INPUT -
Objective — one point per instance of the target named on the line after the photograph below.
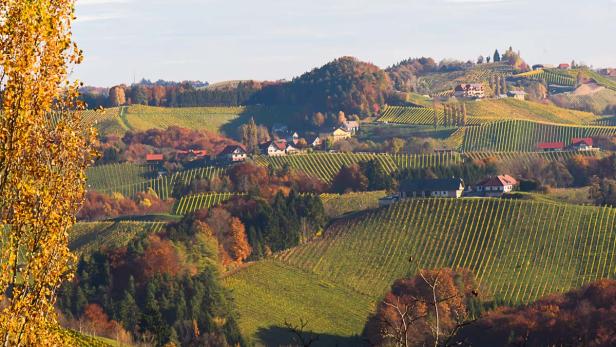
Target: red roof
(281, 145)
(154, 157)
(499, 181)
(551, 145)
(581, 140)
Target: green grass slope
(92, 236)
(517, 135)
(519, 250)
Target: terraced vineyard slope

TASK -
Each record above is to be restated exactly, with its pictures removed from the copy.

ANSWER TO THIS TASK -
Objective — one point per instance of the target named on the line after the photograph below.
Target: red roof
(281, 145)
(154, 157)
(499, 181)
(551, 145)
(581, 140)
Target: green grass slope
(92, 236)
(517, 135)
(519, 250)
Target: terraced vineyard slope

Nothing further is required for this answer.